Below are records; transcribe only the line with "Task | locate the donkey nostril" and those after it, through the last line, without any change.

** START Data extract **

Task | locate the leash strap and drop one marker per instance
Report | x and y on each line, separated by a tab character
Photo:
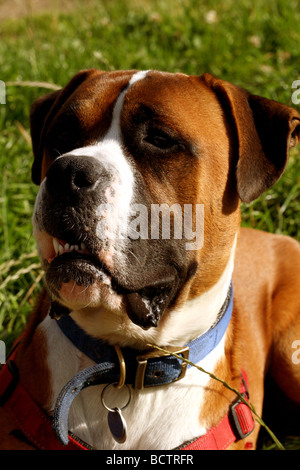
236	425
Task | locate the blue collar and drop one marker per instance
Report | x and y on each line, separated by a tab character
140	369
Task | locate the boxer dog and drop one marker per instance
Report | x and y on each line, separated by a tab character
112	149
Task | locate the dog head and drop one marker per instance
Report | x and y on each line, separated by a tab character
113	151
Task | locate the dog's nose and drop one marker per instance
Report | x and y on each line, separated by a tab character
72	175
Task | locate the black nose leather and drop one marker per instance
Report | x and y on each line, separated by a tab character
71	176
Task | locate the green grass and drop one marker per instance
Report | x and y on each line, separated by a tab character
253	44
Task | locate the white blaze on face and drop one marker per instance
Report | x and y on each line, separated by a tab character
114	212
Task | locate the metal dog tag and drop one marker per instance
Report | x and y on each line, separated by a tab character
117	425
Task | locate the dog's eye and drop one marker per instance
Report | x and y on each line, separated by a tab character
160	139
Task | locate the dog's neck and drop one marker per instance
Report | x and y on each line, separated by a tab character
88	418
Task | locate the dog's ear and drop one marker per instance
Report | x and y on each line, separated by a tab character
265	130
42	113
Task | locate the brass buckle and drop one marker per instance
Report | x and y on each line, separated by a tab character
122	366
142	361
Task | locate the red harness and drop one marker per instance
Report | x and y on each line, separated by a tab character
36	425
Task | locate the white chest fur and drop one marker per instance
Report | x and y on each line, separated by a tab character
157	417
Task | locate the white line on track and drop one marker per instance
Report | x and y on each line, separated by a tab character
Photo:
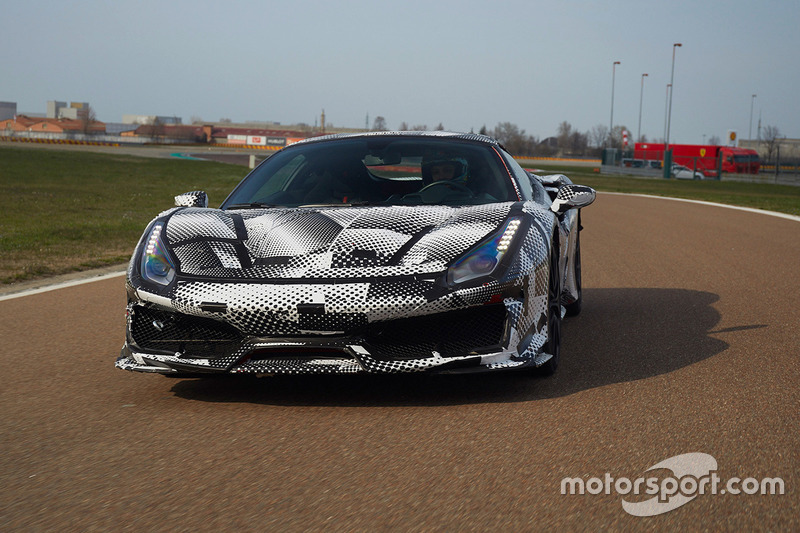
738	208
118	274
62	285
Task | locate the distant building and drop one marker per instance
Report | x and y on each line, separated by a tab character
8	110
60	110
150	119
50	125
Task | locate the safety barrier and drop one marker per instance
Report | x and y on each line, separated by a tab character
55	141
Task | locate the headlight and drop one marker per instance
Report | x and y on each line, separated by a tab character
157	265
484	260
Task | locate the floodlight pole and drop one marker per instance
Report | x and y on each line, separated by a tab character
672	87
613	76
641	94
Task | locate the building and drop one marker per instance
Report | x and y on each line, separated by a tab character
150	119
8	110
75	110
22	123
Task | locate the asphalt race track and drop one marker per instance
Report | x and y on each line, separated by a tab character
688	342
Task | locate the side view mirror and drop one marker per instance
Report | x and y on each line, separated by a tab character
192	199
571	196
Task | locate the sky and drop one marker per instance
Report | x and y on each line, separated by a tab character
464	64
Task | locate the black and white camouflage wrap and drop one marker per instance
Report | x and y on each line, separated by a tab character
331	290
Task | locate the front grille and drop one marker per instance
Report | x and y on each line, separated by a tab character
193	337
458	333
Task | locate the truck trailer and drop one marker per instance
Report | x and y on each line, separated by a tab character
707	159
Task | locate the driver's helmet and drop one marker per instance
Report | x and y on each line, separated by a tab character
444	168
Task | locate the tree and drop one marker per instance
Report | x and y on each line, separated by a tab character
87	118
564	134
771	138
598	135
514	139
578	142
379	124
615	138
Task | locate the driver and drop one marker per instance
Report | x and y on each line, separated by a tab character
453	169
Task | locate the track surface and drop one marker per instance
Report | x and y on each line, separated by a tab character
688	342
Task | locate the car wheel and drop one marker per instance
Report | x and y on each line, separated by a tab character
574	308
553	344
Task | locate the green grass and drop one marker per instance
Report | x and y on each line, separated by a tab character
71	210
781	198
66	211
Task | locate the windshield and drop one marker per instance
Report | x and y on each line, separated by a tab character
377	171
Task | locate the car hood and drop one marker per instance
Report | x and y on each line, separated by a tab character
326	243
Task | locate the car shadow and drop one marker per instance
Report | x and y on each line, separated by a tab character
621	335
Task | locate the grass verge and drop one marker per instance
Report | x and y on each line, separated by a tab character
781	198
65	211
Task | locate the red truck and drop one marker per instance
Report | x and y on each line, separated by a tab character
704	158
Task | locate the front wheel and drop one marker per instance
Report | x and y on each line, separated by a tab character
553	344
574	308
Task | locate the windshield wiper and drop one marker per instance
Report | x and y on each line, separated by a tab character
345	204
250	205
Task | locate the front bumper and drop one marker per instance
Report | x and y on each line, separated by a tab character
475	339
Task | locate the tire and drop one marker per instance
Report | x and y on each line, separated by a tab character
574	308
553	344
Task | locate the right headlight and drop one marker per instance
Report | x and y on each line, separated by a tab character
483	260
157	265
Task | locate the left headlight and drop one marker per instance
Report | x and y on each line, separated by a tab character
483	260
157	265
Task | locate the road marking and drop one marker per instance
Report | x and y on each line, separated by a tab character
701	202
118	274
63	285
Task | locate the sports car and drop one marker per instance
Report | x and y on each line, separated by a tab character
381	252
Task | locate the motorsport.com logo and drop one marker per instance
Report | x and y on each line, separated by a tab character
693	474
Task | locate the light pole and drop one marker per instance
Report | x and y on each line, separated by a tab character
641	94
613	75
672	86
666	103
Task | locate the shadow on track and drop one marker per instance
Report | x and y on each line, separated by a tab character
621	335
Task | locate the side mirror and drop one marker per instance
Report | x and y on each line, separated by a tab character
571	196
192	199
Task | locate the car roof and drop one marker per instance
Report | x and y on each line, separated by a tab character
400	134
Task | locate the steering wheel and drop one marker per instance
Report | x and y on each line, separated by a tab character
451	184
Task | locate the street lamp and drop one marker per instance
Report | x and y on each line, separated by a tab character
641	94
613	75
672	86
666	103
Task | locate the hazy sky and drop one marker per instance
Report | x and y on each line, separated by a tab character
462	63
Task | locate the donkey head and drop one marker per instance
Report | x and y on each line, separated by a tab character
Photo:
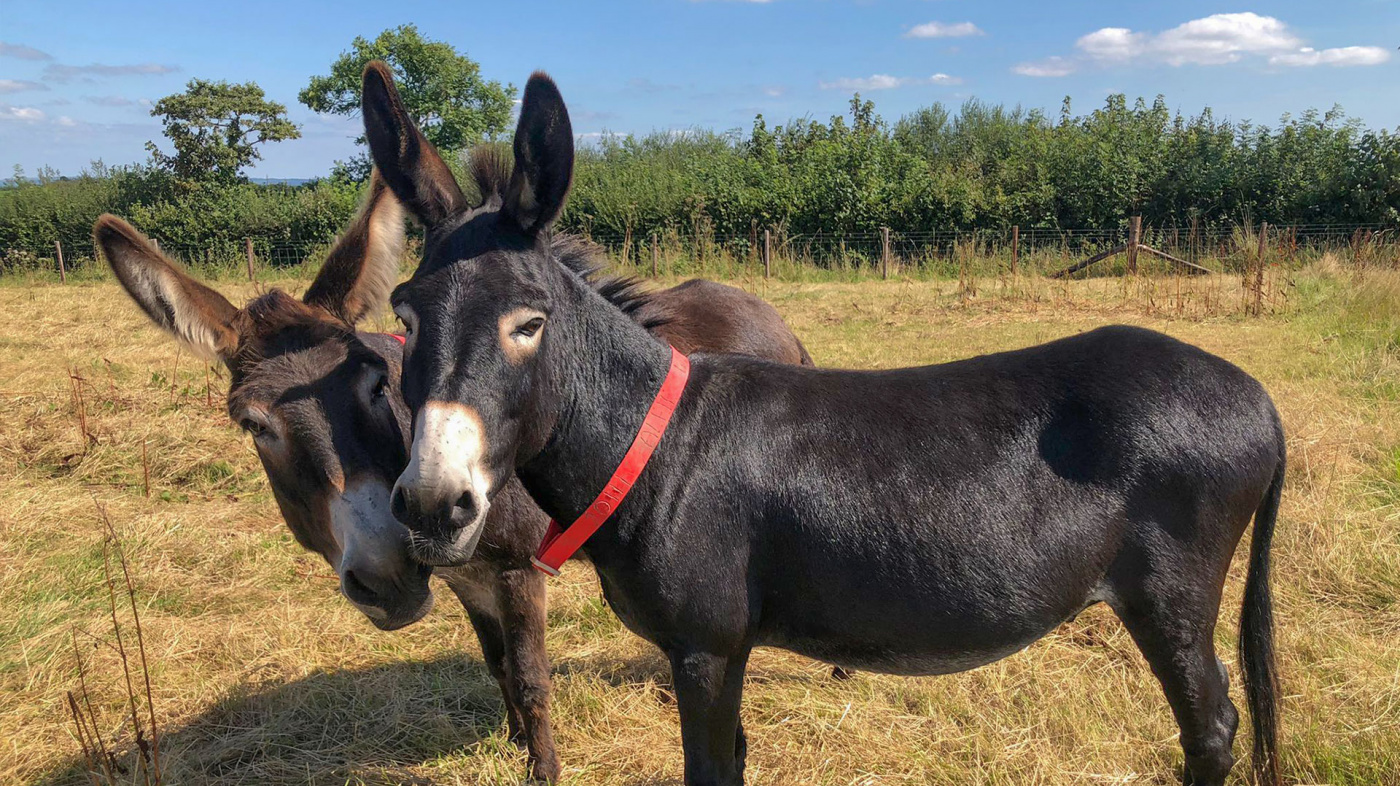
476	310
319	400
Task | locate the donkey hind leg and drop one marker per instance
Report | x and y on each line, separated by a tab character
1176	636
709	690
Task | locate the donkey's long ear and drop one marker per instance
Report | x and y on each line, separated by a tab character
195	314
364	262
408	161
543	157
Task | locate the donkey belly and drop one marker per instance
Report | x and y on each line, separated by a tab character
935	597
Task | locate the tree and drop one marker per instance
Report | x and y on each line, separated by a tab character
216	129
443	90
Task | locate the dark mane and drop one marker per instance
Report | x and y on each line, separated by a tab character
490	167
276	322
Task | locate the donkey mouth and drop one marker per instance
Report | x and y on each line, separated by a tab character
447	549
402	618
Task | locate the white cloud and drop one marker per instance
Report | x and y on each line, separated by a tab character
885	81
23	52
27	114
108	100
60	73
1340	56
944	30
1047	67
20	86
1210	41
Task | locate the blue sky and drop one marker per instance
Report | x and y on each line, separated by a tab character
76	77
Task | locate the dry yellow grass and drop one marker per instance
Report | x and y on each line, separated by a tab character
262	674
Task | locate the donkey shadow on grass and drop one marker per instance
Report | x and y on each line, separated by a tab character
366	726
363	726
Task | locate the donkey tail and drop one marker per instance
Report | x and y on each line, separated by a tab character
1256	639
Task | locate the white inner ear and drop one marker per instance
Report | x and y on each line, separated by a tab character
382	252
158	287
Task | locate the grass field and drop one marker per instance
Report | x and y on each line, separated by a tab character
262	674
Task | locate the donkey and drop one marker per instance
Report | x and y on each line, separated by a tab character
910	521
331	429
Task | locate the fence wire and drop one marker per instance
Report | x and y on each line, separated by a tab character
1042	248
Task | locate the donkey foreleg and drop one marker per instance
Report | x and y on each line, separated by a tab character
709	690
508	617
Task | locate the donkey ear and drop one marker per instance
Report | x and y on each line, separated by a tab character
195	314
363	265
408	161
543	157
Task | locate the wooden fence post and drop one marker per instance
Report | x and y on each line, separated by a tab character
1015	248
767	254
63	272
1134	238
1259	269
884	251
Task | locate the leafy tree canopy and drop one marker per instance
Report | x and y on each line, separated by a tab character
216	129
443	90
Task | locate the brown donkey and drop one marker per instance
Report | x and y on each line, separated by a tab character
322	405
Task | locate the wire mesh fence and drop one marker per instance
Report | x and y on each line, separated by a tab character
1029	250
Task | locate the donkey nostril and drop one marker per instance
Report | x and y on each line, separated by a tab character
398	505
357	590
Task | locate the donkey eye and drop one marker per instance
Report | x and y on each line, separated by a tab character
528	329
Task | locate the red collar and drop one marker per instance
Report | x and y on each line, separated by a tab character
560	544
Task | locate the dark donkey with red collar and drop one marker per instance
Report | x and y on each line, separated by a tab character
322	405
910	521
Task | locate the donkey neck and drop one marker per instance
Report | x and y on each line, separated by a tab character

** END Data extract **

**Finished answer:**
Task | locate the donkey nostril and drop one marker per instance
Report | x and y on each line, separated by a tab character
398	505
357	590
Task | locate the donkey eye and drop one marker per instance
Report | x and y on each line, separated by a tab character
528	329
Task | locate the red collar and drop one marker per instance
Report | x and y on each line, separated by a tab character
560	544
Task | locate the dark donkey with red collar and drop one marker per instance
Report | x and y on each line, separated by a tab character
322	405
910	521
Task | locate the donkey neck and drop one marker per instance
Report | x and y on each line, separated by a tab character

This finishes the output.